::: EXTRACTED INFORMATION

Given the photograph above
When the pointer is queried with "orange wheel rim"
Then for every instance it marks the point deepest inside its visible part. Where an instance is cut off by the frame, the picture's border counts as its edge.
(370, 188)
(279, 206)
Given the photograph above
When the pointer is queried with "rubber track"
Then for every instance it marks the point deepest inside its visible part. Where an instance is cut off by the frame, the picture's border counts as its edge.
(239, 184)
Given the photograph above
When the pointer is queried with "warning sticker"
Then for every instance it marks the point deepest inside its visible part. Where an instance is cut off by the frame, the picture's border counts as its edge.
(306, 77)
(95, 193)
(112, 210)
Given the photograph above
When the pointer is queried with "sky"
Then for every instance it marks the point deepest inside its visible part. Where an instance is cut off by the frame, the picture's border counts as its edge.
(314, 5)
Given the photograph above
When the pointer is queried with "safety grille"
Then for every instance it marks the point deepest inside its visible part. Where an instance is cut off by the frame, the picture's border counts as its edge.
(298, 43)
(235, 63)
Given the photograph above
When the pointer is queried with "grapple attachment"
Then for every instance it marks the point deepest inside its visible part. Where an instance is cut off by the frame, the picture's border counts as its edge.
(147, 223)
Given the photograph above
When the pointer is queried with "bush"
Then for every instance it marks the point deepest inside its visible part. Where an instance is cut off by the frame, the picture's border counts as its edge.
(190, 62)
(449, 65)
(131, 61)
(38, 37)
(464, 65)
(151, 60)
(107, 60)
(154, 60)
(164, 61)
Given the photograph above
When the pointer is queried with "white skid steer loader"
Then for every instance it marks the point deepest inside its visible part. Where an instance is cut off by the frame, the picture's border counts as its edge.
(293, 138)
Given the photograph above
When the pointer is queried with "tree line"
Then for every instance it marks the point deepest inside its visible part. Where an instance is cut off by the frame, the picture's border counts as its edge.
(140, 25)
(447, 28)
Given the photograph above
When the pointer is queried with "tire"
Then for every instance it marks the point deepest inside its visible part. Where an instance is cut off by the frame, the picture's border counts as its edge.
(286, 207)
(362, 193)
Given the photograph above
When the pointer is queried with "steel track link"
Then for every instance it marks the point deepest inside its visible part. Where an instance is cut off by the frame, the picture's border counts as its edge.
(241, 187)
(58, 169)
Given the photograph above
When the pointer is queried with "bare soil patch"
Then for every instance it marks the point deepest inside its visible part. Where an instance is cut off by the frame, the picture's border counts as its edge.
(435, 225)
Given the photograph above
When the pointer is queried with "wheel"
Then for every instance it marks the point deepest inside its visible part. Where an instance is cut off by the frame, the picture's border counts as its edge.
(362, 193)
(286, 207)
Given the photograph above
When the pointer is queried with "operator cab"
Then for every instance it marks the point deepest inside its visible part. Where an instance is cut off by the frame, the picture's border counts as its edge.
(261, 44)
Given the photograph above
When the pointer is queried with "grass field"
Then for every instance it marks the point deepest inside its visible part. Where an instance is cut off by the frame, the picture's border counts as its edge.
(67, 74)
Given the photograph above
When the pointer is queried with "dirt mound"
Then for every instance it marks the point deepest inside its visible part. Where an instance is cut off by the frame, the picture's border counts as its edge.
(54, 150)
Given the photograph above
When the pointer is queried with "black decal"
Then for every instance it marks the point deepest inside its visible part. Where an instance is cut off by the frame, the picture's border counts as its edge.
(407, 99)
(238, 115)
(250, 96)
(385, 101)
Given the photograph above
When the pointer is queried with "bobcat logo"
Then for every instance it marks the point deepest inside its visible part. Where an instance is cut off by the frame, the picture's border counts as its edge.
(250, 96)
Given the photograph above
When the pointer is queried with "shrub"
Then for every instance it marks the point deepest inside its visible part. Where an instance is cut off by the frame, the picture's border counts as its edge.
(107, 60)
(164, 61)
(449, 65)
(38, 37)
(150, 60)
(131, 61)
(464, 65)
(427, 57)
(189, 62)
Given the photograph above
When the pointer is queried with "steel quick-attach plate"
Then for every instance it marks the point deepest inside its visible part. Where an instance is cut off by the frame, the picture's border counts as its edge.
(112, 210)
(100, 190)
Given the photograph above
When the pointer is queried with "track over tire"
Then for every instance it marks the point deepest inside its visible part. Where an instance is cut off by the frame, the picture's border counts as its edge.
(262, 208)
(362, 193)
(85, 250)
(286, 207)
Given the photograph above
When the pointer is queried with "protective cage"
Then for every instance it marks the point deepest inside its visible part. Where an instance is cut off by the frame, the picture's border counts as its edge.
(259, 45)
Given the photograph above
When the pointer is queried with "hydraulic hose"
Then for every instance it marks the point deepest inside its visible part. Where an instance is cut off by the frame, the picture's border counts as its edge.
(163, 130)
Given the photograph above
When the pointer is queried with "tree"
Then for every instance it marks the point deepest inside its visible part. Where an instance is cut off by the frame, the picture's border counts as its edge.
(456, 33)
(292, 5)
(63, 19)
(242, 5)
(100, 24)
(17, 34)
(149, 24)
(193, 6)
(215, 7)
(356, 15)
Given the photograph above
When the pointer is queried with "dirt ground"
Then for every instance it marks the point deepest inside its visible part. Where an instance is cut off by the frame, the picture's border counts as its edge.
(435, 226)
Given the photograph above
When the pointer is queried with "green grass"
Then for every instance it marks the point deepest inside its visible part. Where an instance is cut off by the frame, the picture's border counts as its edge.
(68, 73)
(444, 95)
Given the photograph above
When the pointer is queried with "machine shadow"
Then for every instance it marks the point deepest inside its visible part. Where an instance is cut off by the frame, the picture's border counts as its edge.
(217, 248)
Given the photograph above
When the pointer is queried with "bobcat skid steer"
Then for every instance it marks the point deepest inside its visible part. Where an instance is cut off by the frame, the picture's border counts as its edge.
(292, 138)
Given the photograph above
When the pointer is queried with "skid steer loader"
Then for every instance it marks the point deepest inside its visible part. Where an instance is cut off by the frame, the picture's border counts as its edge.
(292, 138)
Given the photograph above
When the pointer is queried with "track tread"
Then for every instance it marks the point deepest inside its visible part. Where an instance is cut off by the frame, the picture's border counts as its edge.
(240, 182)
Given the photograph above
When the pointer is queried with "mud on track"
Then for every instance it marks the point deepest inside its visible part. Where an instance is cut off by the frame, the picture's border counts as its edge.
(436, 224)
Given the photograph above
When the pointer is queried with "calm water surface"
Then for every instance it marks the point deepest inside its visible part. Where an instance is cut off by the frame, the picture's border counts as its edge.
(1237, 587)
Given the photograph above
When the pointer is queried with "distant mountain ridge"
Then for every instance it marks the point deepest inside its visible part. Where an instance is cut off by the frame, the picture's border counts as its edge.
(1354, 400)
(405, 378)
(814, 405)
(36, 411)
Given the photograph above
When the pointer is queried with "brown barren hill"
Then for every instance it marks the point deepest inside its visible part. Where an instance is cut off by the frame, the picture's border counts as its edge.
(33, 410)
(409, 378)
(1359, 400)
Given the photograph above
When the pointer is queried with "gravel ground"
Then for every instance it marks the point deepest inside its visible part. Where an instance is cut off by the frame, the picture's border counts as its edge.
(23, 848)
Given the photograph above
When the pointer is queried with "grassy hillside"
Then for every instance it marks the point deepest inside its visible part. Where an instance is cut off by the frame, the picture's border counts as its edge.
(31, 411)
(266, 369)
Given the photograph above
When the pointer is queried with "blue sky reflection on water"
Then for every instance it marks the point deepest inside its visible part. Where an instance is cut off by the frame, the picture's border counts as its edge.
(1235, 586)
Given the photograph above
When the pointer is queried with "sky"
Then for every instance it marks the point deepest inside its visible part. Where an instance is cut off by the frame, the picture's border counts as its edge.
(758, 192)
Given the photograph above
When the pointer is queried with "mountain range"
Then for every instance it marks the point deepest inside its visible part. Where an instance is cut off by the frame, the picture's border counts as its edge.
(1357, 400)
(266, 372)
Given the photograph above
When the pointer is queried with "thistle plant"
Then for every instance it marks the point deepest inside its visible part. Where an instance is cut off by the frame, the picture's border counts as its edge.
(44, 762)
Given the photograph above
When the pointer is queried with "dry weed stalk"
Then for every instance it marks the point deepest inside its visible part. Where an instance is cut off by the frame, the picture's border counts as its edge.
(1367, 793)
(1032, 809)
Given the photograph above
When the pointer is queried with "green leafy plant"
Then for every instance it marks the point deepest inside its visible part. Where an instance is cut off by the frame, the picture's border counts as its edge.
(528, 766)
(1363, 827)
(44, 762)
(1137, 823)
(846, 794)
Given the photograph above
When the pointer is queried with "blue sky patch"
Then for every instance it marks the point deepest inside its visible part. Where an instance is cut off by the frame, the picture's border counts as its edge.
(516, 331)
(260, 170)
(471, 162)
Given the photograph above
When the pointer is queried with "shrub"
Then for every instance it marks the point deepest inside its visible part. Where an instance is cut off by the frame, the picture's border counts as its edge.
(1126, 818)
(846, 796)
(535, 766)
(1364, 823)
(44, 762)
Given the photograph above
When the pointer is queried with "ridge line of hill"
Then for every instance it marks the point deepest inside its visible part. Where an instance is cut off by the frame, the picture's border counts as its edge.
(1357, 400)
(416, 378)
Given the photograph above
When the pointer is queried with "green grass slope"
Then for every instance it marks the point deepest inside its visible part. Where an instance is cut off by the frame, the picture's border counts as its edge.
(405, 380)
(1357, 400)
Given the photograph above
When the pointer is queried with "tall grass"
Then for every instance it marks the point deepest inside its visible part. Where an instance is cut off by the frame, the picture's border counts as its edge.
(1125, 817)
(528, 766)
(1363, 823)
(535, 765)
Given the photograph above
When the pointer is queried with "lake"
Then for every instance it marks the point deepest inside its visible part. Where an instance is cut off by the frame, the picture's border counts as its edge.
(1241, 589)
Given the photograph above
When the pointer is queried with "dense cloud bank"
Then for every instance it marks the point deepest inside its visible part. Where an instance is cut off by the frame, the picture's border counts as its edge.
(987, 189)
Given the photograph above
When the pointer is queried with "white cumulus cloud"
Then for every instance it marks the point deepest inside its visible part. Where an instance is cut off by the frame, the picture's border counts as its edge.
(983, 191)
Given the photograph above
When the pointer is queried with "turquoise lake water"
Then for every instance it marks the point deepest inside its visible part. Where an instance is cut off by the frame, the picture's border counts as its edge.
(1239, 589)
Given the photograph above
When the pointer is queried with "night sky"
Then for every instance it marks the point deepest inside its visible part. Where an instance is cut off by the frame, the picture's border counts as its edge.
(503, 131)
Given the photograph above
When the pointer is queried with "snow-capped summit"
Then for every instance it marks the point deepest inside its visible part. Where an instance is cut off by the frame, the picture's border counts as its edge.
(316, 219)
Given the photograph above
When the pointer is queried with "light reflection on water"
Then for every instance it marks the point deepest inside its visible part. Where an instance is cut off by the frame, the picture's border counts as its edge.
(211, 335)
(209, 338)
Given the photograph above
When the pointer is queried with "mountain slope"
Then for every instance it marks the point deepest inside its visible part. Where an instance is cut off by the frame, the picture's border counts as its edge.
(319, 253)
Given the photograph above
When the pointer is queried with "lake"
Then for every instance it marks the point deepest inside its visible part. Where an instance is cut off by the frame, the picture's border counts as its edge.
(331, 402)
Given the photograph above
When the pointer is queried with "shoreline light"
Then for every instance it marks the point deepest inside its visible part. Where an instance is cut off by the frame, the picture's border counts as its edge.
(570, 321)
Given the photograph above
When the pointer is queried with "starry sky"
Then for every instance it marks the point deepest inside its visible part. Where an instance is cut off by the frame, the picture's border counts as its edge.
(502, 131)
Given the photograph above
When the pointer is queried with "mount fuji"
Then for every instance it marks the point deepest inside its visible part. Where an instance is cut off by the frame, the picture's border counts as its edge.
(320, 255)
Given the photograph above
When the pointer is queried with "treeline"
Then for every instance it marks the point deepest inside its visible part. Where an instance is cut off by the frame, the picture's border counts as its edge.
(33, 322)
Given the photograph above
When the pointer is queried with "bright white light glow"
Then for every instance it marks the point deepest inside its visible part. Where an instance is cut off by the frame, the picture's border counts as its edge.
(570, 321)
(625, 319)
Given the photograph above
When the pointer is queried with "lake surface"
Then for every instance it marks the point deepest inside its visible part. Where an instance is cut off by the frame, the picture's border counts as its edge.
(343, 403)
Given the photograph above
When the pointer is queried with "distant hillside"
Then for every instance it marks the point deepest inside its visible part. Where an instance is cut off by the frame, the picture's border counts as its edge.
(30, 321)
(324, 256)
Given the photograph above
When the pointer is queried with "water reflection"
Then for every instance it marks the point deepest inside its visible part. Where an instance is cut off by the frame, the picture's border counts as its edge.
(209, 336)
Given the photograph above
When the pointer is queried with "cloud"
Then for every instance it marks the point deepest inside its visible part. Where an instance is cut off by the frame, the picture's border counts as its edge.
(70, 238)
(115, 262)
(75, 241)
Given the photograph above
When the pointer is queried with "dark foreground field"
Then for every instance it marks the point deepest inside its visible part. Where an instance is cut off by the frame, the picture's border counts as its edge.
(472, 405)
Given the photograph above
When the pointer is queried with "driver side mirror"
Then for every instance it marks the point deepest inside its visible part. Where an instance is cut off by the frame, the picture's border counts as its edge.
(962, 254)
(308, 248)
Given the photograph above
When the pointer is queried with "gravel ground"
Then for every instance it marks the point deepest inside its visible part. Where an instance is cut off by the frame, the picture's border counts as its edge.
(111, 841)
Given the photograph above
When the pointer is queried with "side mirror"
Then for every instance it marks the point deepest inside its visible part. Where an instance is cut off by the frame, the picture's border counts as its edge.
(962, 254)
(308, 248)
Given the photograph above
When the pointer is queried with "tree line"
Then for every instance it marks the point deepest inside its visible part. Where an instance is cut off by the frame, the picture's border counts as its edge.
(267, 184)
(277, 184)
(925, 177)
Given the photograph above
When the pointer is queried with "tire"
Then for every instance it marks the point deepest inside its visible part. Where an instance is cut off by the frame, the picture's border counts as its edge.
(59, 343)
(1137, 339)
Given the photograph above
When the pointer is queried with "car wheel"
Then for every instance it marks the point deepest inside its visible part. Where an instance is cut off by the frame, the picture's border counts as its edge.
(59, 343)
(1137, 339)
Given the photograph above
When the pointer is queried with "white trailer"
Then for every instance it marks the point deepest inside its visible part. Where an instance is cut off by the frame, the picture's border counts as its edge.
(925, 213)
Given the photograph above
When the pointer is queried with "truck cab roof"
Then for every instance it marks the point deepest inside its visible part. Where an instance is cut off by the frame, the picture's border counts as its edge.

::::::

= WHAT IS BEING ASKED =
Your answer should be the lines of the records that include the word "wheel".

= ANSWER AREA =
When the pointer is queried with "orange wheel rim"
When the pointer is queried with "wheel"
When the pointer is queried with "car wheel"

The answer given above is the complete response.